▸ YOUR GOAL
Take the records below and write them out again exactly.
________
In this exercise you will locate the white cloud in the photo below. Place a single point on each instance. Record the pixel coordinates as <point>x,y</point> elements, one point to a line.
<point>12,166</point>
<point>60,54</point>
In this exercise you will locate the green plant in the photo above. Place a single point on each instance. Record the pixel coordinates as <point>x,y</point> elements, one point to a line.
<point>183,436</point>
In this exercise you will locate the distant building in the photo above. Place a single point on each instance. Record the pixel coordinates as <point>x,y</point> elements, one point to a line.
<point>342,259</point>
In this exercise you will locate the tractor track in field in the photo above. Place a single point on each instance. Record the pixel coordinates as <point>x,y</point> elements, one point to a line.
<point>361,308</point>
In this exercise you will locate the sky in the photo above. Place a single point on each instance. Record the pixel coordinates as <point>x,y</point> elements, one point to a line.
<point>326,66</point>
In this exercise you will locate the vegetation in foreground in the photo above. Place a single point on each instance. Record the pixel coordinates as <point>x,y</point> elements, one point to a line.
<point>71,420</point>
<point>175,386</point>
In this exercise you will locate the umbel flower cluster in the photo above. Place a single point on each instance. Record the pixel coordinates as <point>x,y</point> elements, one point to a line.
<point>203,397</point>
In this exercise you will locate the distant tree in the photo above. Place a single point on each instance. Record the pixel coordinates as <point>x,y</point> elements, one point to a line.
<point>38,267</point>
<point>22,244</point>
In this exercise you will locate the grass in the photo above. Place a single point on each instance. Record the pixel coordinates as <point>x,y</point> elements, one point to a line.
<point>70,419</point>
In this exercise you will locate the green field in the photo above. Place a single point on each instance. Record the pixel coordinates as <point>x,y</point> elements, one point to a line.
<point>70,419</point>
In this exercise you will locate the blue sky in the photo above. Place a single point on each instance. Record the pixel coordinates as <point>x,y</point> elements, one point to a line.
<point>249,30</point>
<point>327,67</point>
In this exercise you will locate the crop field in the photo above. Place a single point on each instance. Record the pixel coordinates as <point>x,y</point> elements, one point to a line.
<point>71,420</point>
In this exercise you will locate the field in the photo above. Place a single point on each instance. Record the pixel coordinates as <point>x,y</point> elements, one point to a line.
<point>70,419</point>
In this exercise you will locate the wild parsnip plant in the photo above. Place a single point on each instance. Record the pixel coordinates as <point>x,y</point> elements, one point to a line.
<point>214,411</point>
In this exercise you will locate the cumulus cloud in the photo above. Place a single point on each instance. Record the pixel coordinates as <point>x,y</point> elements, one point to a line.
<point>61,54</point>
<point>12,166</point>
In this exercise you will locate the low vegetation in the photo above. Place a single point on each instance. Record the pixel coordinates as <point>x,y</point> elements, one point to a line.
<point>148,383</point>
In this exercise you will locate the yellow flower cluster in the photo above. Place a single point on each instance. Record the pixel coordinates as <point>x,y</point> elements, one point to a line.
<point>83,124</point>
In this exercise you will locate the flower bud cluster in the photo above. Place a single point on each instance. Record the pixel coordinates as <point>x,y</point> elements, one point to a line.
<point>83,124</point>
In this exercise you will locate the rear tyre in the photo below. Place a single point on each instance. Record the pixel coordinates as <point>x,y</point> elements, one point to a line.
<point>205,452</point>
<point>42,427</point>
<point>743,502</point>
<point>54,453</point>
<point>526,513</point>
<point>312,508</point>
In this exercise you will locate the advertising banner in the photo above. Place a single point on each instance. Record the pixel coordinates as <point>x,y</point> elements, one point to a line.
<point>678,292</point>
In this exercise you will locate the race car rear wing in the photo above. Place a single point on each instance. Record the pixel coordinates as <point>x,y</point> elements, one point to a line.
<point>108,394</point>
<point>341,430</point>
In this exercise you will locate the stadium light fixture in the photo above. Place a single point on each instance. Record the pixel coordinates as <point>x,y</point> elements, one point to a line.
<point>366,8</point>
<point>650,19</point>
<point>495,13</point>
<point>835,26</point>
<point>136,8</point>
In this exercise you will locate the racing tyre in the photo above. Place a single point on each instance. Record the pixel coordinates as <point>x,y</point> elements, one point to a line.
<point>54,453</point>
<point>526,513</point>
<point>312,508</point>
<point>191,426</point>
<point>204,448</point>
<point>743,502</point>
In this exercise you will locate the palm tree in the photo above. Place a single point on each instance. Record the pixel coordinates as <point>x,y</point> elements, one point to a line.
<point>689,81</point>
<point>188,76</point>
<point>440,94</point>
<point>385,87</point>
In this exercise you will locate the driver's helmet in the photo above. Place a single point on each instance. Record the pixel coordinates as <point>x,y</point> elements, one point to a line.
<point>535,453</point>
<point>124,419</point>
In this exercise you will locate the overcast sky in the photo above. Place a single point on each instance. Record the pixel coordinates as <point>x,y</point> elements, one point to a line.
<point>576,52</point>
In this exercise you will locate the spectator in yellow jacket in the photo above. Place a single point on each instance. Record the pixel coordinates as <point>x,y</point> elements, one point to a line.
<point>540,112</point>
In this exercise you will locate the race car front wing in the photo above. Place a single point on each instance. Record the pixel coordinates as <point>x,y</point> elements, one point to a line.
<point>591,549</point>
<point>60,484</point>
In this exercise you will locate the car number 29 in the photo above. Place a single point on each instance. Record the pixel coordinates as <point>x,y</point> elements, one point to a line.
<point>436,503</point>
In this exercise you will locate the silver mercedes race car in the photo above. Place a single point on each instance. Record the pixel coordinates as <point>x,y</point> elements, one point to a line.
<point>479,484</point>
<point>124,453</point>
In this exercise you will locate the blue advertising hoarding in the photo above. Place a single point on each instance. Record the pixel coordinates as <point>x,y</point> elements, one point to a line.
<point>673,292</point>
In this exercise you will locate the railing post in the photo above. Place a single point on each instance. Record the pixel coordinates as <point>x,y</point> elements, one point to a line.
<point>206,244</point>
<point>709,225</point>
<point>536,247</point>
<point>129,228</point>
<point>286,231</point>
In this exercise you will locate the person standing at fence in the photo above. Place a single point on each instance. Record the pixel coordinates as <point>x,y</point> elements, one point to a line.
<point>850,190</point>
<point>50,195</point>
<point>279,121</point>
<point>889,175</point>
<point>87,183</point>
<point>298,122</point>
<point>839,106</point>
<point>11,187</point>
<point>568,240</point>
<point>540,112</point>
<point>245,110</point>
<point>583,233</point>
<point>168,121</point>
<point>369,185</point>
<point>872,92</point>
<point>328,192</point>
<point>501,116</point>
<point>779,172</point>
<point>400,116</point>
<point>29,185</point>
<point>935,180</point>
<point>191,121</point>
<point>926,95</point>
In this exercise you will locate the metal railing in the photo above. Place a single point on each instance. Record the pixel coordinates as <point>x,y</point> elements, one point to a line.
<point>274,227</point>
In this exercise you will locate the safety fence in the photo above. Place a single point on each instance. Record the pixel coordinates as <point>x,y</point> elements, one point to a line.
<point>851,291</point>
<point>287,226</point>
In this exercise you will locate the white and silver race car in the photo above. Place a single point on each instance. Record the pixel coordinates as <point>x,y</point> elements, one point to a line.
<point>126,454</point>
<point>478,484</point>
________
▸ RESPONSE AREA
In this exercise you will locate the white cloud in the photo below. Place a single point on each instance. Record the pixel coordinates as <point>x,y</point> elements, one point to a line.
<point>12,166</point>
<point>60,54</point>
In this exercise you will locate the green plant in the photo above. Place a single point on each instance. Record the pixel coordinates as <point>x,y</point> elements, one point to a line.
<point>183,436</point>
In this exercise you will locate the distant building in the photo above. Place a single point on each instance. Record the pixel coordinates as <point>x,y</point> elements, one point to a line.
<point>342,259</point>
In this exercise you will locate the tractor track in field in the photo above. Place a single point on each instance. Record the pixel coordinates as <point>x,y</point> elements, one point to a line.
<point>361,308</point>
In this exercise you will locate the sky in the photo above. Place a single point on each instance. Record the pixel coordinates as <point>x,y</point> elements, one point to a line.
<point>326,66</point>
In this exercise you will locate the vegetation in foreground in the photo above. Place a single point on each instance. Record the pixel coordinates as <point>x,y</point> elements, one point to a line.
<point>71,420</point>
<point>175,386</point>
In this exercise you will locate the umbel flower cluster in the photo above. Place a single point on each instance. Record the pixel coordinates as <point>x,y</point> elements, one point to a line.
<point>203,397</point>
In this exercise you will locate the distant tree in the photo above. Place a single point on each instance. Record the pixel coordinates as <point>x,y</point> elements, one point to a line.
<point>38,267</point>
<point>22,244</point>
In this exercise you will locate the grass in the photo above. Place a single point on each instance. Record the pixel coordinates as <point>x,y</point> elements, one point to a line.
<point>70,419</point>
In this exercise you will locate the green field in the photo above. Place a single point on each instance. Record the pixel coordinates as <point>x,y</point> elements, one point to a line.
<point>70,419</point>
In this exercise you will locate the blue sky in the photo above. Place a single point on each instance. Record the pixel coordinates as <point>x,y</point> elements, one point to a line.
<point>249,30</point>
<point>327,67</point>
In this exercise you will locate the crop field in the photo above. Place a single point on each instance. Record the pixel coordinates as <point>x,y</point> elements, one point to a line.
<point>71,420</point>
In this exercise you will locate the field in the photo above. Place a single point on each instance. Record the pixel coordinates as <point>x,y</point> elements, one point to a line.
<point>70,419</point>
In this exercise you will locate the wild parsnip plant in the photo above. Place a single point on each instance. Record the pixel coordinates as <point>x,y</point> elements, one point to a line.
<point>214,411</point>
In this exercise you will locate the cumulus cloud in the photo above. Place a single point on each instance. Record the pixel coordinates as <point>x,y</point> elements, one point to a line.
<point>61,54</point>
<point>12,166</point>
In this exercise you will locate the low vegetation in the photo above. Place a single point on each instance. Record the pixel coordinates as <point>x,y</point> elements, one point to a line.
<point>148,383</point>
In this exercise you will locate the yellow flower cluster in the photo above. Place a single point on each instance. Record the pixel coordinates as <point>x,y</point> elements, one point to a line.
<point>83,124</point>
In this exercise you will locate the flower bud cluster in the photo above. Place a single point on each instance. Record the pixel coordinates as <point>x,y</point> elements, one point to a line.
<point>83,124</point>
In this exercise you will locate the rear tyre in the photo below. Place a single point on each instance. Record the pixel coordinates as <point>x,y</point> elements, one point to a line.
<point>205,452</point>
<point>42,427</point>
<point>743,502</point>
<point>54,453</point>
<point>526,513</point>
<point>312,508</point>
In this exercise you will locate the advertising banner in the photo above. Place a single point on each instance. Record the pixel coordinates as <point>x,y</point> elements, one point to a line.
<point>678,292</point>
In this exercise you will locate the race car rear wing in the photo above. Place a single point on each instance. Record the pixel coordinates as <point>x,y</point> elements, one point to a line.
<point>108,394</point>
<point>341,430</point>
In this exercise you will locate the stadium light fixture in the photo above. Place a single point on each instance. Record the pixel coordinates as <point>x,y</point> elements, one point to a line.
<point>366,8</point>
<point>650,19</point>
<point>495,13</point>
<point>835,26</point>
<point>136,8</point>
In this exercise you will locate the racing tyre in the photo above. Place a single point on each instance. Record the pixel coordinates as <point>x,y</point> elements, one point to a line.
<point>54,453</point>
<point>526,513</point>
<point>312,508</point>
<point>191,426</point>
<point>204,448</point>
<point>743,502</point>
In this exercise you will locate the palm tree in the photo above. Place a single point on each instance. Record the pixel coordinates as <point>x,y</point> elements, one point to a line.
<point>689,81</point>
<point>188,76</point>
<point>440,94</point>
<point>385,87</point>
In this exercise you will locate the driver's helmet in the photo above. Place a single point on each instance. Record the pixel coordinates as <point>x,y</point> elements, one point to a line.
<point>535,453</point>
<point>124,419</point>
In this exercise you will locate the overcast sky in the photo above. Place a single point on each instance. Record the pixel coordinates as <point>x,y</point> elements, one point to a line.
<point>576,52</point>
In this exercise you will locate the spectator in yellow jacket in the photo above. Place a single point on each instance. Record the pixel coordinates as <point>x,y</point> elements, one point to a line.
<point>540,112</point>
In this exercise you will locate the race car front wing in the photo above. Place a single point on each instance. Record the pixel coordinates as <point>x,y</point> elements, one point to a line.
<point>591,549</point>
<point>60,484</point>
In this exercise you will locate the car number 29 in the photo above. Place a single point on each instance. Record the pixel coordinates as <point>x,y</point> elements, one point to a line.
<point>436,503</point>
In this exercise you will locate the silver mercedes race car in the photo above. Place a single point on each instance. Record the pixel coordinates as <point>x,y</point> elements, one point to a line.
<point>479,484</point>
<point>124,453</point>
In this exercise you will locate the blue advertising hoarding in the photo above. Place a single point on each instance. Record the pixel coordinates as <point>x,y</point> elements, one point to a line.
<point>673,292</point>
In this exercise you will locate the railing post in the photo above. Place a single point on each instance. Record the pixel coordinates as <point>x,y</point> elements, one point to a line.
<point>206,244</point>
<point>709,225</point>
<point>536,247</point>
<point>129,228</point>
<point>286,231</point>
In this exercise you will locate the person standing at fence in the photo above. Place a single point on each instance. Record the pixel coordinates as <point>x,y</point> elements, one point to a line.
<point>850,190</point>
<point>50,195</point>
<point>279,121</point>
<point>889,175</point>
<point>87,183</point>
<point>298,122</point>
<point>839,106</point>
<point>11,187</point>
<point>568,240</point>
<point>540,112</point>
<point>245,110</point>
<point>583,233</point>
<point>168,121</point>
<point>369,185</point>
<point>872,92</point>
<point>328,192</point>
<point>501,116</point>
<point>779,172</point>
<point>400,116</point>
<point>29,185</point>
<point>935,180</point>
<point>191,121</point>
<point>926,95</point>
In this exercise you will locate the metal railing in the photo above. Place a single point on each instance. Record the pixel coordinates as <point>x,y</point> elements, one point to a line.
<point>274,227</point>
In this exercise you will locate the safety fence in the photo above. Place a single point on each instance. Record the pixel coordinates as <point>x,y</point> elements, one point to a line.
<point>851,291</point>
<point>287,226</point>
In this exercise you will locate the white and silver race car in the photo above. Place a single point on each instance. Record the pixel coordinates as <point>x,y</point> elements, one point to a line.
<point>126,454</point>
<point>478,484</point>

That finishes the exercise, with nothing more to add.